=== DIRECTIONS FOR THIS TASK ===
Convert all of the data below into a two-column CSV with the headers input and output, giving each Quickstart line its own row alongside the points that follow it. Wrap each field in double quotes, replace line breaks with spaces, and leave the pictures out.
**** ENTRIES SHOWN ****
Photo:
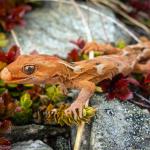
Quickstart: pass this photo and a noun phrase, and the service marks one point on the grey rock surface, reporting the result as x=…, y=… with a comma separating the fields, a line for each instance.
x=119, y=126
x=50, y=28
x=31, y=145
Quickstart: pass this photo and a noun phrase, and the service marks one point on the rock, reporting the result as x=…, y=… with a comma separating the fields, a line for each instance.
x=50, y=28
x=119, y=126
x=31, y=145
x=62, y=144
x=34, y=132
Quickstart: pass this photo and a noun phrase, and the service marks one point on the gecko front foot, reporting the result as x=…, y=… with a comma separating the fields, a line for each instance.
x=76, y=109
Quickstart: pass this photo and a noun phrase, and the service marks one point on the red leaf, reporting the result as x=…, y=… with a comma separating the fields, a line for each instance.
x=132, y=81
x=147, y=79
x=4, y=144
x=3, y=57
x=12, y=54
x=34, y=52
x=73, y=55
x=5, y=127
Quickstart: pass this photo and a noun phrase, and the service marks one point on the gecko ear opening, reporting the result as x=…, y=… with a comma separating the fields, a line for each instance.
x=29, y=69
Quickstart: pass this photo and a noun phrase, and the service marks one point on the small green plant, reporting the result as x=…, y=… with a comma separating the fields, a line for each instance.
x=55, y=94
x=24, y=113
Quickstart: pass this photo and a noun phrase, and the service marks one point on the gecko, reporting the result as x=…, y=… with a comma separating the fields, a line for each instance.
x=83, y=75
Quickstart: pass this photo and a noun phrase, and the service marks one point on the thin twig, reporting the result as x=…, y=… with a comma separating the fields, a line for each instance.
x=81, y=127
x=15, y=39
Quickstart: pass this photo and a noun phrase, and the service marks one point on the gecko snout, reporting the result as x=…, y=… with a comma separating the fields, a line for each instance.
x=5, y=75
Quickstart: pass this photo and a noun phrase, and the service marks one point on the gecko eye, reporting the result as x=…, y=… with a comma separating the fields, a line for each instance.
x=28, y=69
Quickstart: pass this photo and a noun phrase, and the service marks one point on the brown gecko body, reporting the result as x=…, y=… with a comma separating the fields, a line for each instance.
x=83, y=75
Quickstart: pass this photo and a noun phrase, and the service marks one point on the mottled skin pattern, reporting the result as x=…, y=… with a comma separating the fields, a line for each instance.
x=82, y=75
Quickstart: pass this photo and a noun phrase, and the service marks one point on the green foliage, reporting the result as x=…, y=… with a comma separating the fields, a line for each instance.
x=25, y=101
x=54, y=93
x=121, y=44
x=24, y=116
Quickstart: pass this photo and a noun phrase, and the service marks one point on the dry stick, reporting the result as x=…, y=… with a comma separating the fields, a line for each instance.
x=81, y=127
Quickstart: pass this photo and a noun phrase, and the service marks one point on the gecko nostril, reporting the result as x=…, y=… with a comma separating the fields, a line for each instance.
x=5, y=75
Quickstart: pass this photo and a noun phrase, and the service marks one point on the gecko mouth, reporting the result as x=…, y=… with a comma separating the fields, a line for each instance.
x=19, y=80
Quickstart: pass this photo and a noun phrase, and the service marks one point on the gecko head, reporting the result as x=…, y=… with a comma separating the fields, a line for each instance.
x=29, y=69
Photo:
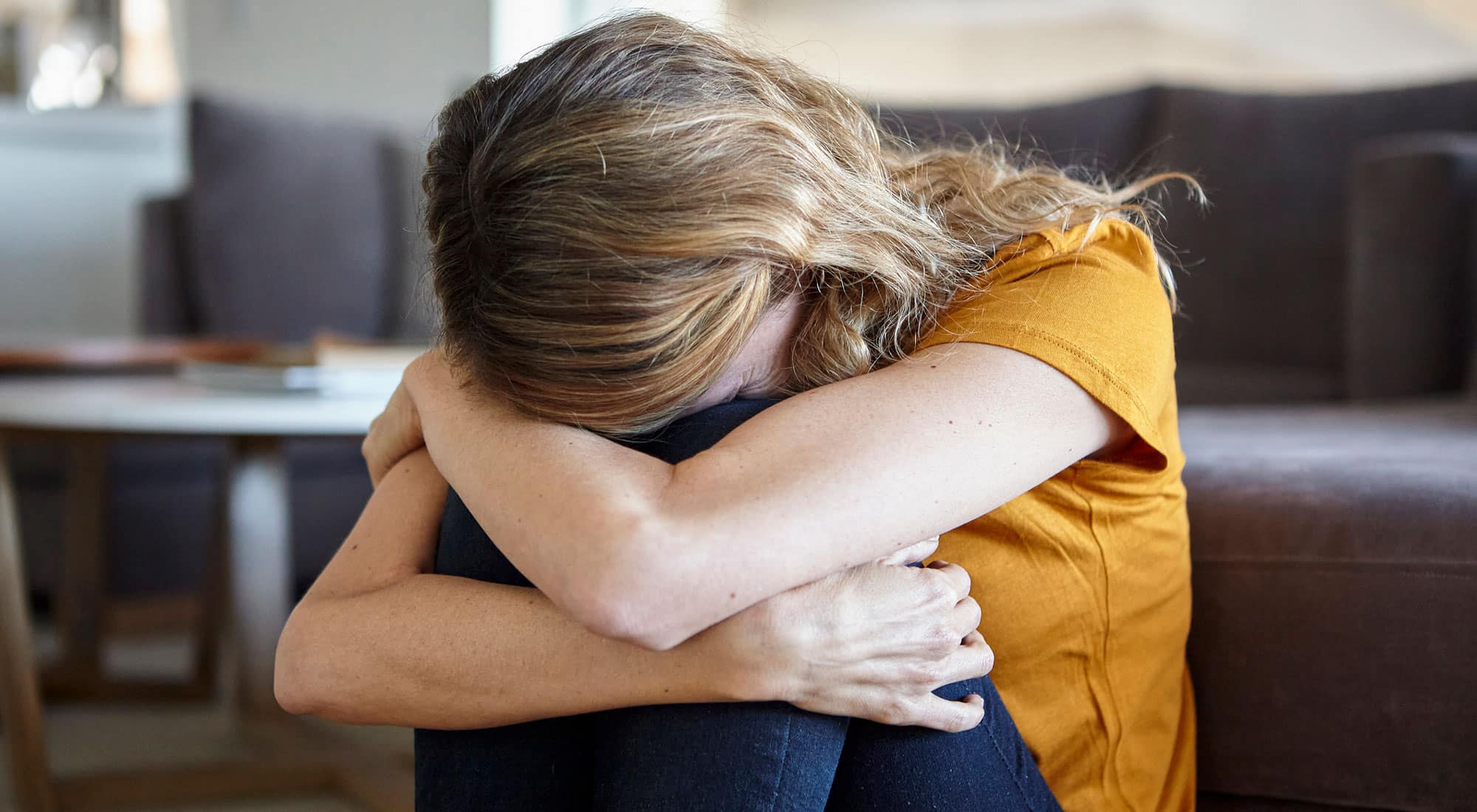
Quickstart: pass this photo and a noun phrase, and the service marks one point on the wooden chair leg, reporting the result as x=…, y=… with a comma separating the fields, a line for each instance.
x=20, y=689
****
=== RESPONSE TO THIS EXERCISE ===
input,output
"Photo: Quickstart: pass this photo and a noun phrase, and the service marks one point on the grey rock surface, reporting the result as x=…, y=… with a comma separating the fields, a line for each instance.","x=119, y=126 x=50, y=28 x=31, y=145"
"Quickstart: pass this photo and a noun phrase, and the service marks one point on the rock, reporting the result as x=…, y=… with a comma separating the fields, a line for each instance.","x=50, y=28 x=119, y=126 x=31, y=145 x=62, y=144 x=34, y=132"
"Quickstart: pass this photo and a noun phrase, and the service marks one point on the gecko front foot, reporting the result as x=…, y=… with a comma separating the fields, a line for each instance.","x=76, y=109"
"Quickstart: pass this photo and a noun phrase, and the service marks one point on the red leaf, reporting the result as x=…, y=… with a comma separating the fields, a line for each instance.","x=132, y=81 x=147, y=79 x=4, y=144 x=3, y=57 x=12, y=54 x=34, y=52 x=73, y=55 x=5, y=127"
"Quickstart: pass this photo and a noun phrase, and the service marks one point on the gecko ear opening, reporting the result as x=…, y=… with a comma separating the fields, a line for each instance.","x=29, y=69"
"Quickstart: pass this photo and a noun phrase, and the service marks one point on the small green plant, reporting the result as x=…, y=… with a comma separating the fields, a line for each instance.","x=55, y=94 x=24, y=113"
"Quickstart: pass this photo and a noun phrase, and the service marks one point on the gecko, reporting the result as x=…, y=… with a comma separating the fields, a line for each instance.","x=83, y=75"
"Quickstart: pass this photo and a noun phrase, and the service marks one point on the thin twig, reporting the result as x=…, y=… with a comma separating the fields, a line for each instance.","x=81, y=127 x=15, y=39"
"Quickstart: pass this photo and a noun phrase, and the service marks one point on the gecko snout, reporting the result as x=…, y=… with a comma separating the fields, a line for each instance.","x=5, y=75"
"Quickstart: pass this photo and a noun phrase, and the service marks one point on the gecko eye, reporting the result as x=…, y=… with a comma separating the fields, a line for each instance.","x=28, y=69"
"Quickstart: pass this photo and a noun phrase, and the service marks one point on the brown gecko body, reporting the result as x=…, y=… with a comma separating the fields, a line for each instance.","x=83, y=75"
"Quickstart: pass this photo and a noun phrase, and the service marks one point on the mottled skin pattern, reporting the result as x=…, y=… with a comma separating the fields, a line for each instance.","x=82, y=75"
"Quickstart: pass this photo and a noun phrase, and the service marks one point on the green foliage, reporting the result as x=…, y=… with a comma separating the fields, a line for each instance.","x=25, y=101 x=54, y=93 x=121, y=44 x=24, y=116"
"Quickstart: pass this photo and a noun phrase, and the service marks one point on the dry stick, reporting the result as x=…, y=… with a comma separating the fields, a line for each instance.","x=81, y=127"
"Quickstart: pass this photo and a noun phrase, and the service marks one point on the gecko nostril, reporting the result as x=…, y=… with a comma separating the fields, a line for each instance.","x=5, y=75"
"Quickstart: pass this photo and a noun phrase, and the service marks one point on the gecko mouth, reporting the result as x=…, y=… with a comma separating the fields, a line for each instance.","x=19, y=80"
"Quickstart: pass this photo and a noun phrase, and the service marks one point on the gecko head, reporting the result as x=…, y=… with a comma separating the fields, a line for each instance.","x=29, y=69"
"Photo: Quickstart: pass this photo and a noun phrase, and the service marks one point on the wooden chair leg, reporting the result as x=…, y=… with a comma separating the fields, a line for each instance.","x=20, y=689"